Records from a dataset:
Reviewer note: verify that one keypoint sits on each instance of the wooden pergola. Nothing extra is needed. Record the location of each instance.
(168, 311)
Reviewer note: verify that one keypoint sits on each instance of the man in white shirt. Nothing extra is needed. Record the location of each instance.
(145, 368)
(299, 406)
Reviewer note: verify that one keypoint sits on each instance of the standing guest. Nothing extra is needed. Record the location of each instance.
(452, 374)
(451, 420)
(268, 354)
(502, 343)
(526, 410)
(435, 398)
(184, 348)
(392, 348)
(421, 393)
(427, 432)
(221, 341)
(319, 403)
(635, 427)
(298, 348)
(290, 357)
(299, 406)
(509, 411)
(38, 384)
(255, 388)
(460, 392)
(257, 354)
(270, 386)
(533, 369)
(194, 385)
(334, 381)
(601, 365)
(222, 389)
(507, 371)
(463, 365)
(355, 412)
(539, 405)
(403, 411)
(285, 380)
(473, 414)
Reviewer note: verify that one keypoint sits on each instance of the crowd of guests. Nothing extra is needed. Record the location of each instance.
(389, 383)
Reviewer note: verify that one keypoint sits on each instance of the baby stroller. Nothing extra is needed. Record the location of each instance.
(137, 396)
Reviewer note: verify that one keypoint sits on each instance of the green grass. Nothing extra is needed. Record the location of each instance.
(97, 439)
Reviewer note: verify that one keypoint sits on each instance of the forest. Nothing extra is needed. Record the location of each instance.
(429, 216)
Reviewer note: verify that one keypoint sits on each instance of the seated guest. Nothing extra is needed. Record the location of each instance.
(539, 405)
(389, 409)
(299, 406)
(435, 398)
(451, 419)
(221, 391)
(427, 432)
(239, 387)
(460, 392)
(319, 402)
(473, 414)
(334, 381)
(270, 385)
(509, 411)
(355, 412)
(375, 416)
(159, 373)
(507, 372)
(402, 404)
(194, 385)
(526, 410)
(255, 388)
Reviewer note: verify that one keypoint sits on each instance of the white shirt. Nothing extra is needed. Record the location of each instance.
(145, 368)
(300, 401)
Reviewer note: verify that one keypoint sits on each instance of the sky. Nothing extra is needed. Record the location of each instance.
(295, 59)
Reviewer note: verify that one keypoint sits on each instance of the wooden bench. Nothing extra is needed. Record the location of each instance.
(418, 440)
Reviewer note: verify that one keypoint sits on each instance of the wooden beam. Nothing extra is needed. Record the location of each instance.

### Given problem
Reproduce verbatim the records above, starting at the line containing "of the forest." and continuing through the end of the records, with both ends included.

### Output for this task
Reviewer note: verify that one keypoint sits on each instance of the forest. Nothing extra is needed. Record the location of each instance.
(429, 216)
Reviewer note: verify that one keypoint sits on each instance of the seated guest. Nothing extra is needed. Record the location of each instance.
(539, 405)
(389, 409)
(299, 406)
(435, 398)
(451, 419)
(221, 391)
(427, 432)
(239, 387)
(460, 392)
(319, 402)
(473, 414)
(334, 381)
(270, 385)
(509, 411)
(355, 412)
(375, 416)
(159, 373)
(507, 372)
(402, 404)
(194, 385)
(526, 410)
(255, 388)
Reviewer note: verify that one keypoint sits on each instance of the white shirt. Nothing extra is needed. Record the location of each instance.
(145, 368)
(300, 401)
Reviewer note: verify that one keypoint sits on each instance of the sky. Nothing extra is needed. Record the location of each instance.
(295, 59)
Reviewer note: verify that one keypoint sits on each instance of the wooden bench. Nothing extra is needed. Record the location of each instance.
(418, 440)
Reviewer note: verify that one keypoint sits on each instance of the wooden beam. Nothing extra is needed. Record the location of each instance.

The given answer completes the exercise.